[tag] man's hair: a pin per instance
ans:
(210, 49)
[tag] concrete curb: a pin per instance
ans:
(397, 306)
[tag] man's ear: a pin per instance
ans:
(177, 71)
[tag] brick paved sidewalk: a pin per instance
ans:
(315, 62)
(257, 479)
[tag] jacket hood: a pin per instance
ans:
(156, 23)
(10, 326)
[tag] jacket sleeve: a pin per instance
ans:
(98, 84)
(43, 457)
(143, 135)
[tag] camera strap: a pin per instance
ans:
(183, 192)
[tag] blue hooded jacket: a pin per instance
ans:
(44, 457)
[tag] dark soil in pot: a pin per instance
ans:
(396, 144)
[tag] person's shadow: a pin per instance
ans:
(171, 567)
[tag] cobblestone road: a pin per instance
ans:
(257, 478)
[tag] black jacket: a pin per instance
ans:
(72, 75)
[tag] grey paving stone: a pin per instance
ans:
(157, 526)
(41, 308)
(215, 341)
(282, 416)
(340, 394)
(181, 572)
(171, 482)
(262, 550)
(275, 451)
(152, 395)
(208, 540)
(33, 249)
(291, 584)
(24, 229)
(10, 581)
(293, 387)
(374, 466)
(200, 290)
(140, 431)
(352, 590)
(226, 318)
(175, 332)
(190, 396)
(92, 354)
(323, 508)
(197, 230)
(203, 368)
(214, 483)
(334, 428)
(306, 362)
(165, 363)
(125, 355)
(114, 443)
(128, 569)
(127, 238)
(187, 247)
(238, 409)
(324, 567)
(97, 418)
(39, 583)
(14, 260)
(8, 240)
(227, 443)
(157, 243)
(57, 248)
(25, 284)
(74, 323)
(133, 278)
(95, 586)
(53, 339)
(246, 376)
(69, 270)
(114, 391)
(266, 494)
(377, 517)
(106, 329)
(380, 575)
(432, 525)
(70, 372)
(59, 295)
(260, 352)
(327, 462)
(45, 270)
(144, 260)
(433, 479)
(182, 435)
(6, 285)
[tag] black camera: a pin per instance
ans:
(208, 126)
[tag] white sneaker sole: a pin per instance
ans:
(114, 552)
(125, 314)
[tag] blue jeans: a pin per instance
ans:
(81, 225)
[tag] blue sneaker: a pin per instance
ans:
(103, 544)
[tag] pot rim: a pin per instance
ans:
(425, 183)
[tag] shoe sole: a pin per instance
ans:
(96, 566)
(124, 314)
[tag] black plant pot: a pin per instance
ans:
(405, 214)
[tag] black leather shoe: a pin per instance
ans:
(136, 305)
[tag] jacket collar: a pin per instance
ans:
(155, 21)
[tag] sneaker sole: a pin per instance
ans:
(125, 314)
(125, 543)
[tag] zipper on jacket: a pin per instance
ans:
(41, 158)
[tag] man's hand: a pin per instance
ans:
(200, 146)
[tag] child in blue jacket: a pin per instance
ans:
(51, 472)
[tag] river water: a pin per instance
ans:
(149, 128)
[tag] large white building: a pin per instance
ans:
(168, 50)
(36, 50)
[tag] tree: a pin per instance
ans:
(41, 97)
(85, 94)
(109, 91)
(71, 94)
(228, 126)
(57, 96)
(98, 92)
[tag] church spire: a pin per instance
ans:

**What to work on**
Show every line from the listing that contains "blue".

**Solved exercise**
[tag] blue hooded jacket: a pin per instance
[tag] blue jeans: a pin per instance
[tag] blue sneaker: a pin per instance
[tag] child in blue jacket: a pin per instance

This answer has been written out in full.